Output every line of the material below, copying it word for word.
## BEGIN DATA PROVIDED
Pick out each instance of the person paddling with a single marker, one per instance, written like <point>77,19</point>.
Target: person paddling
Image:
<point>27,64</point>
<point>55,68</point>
## END DATA PROVIDED
SOLUTION TO THIS EXERCISE
Pick out each instance of the person paddling with a single marker, one per instance, written like <point>77,19</point>.
Target: person paddling
Image:
<point>27,64</point>
<point>55,68</point>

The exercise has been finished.